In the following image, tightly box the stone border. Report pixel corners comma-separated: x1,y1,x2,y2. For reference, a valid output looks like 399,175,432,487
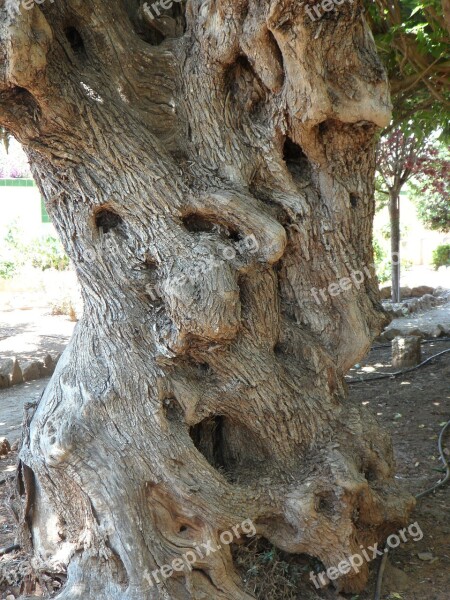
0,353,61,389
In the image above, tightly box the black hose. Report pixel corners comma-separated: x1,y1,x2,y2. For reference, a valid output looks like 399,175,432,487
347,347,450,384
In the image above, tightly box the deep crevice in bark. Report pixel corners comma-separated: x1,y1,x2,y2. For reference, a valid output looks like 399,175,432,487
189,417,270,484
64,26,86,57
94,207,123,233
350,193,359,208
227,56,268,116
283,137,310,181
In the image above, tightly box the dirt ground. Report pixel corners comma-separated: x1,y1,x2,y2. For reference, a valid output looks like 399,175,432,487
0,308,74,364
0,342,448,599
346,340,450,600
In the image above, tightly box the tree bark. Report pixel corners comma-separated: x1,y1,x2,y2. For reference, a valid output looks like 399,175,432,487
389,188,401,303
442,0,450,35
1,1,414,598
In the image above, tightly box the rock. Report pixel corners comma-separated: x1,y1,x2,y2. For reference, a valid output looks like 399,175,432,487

***

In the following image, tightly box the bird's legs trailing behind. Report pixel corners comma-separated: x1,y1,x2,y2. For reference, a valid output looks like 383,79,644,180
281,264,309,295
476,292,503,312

***

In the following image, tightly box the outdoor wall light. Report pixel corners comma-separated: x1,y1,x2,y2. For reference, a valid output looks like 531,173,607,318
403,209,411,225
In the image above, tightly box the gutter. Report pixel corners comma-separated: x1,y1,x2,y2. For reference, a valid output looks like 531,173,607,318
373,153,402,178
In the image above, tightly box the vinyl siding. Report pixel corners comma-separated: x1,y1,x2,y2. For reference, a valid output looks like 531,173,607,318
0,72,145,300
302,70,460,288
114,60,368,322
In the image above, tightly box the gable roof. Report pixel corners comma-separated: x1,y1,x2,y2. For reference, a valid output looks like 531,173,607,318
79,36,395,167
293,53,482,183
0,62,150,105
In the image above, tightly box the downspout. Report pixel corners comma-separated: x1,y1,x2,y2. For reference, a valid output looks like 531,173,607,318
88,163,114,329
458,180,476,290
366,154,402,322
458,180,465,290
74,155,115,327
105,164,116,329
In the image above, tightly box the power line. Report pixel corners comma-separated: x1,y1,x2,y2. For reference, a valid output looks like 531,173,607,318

***

EXERCISE OBJECTIVE:
Of all the entries above, retype exactly the lines from the line with "In the following image, tightly box the outdoor" to the line with "In the image above, tightly box the power", both included, and no others.

RESULT OF THE TASK:
In the following image, tightly box the outdoor wall light. Report pixel corners comma-separated: x1,y1,x2,y2. For reference, a valid output looks like 531,173,607,318
403,209,411,225
In the image above, tightly box the gutter. Report pixel corners comma-separated: x1,y1,x2,y2. For reference, a valid output looks like 531,173,607,318
373,153,402,178
In the image above, tightly box the vinyl siding. Report pixel corners comma-separated: x1,y1,x2,y2. For reference, a valid output looks like 531,173,607,318
0,72,145,300
302,70,460,288
114,60,368,322
In the image above, tightly box the gable roof. Report pixel corners comma-separated: x1,y1,x2,y2. For reference, a valid output looks like 531,173,607,318
79,36,395,167
293,53,482,183
0,62,150,105
In the image above, tightly box the downspout. Report pixel corners comma-separated: x1,y1,x2,y2. For reference, a valid output looks like 531,173,607,318
88,163,114,329
458,180,476,290
366,154,402,322
458,180,465,290
74,155,115,327
105,164,116,329
In the image above, tightly box the power line. Report pixel corners comma-separated: x1,y1,x2,y2. For reference, a valid output looks like 531,173,607,318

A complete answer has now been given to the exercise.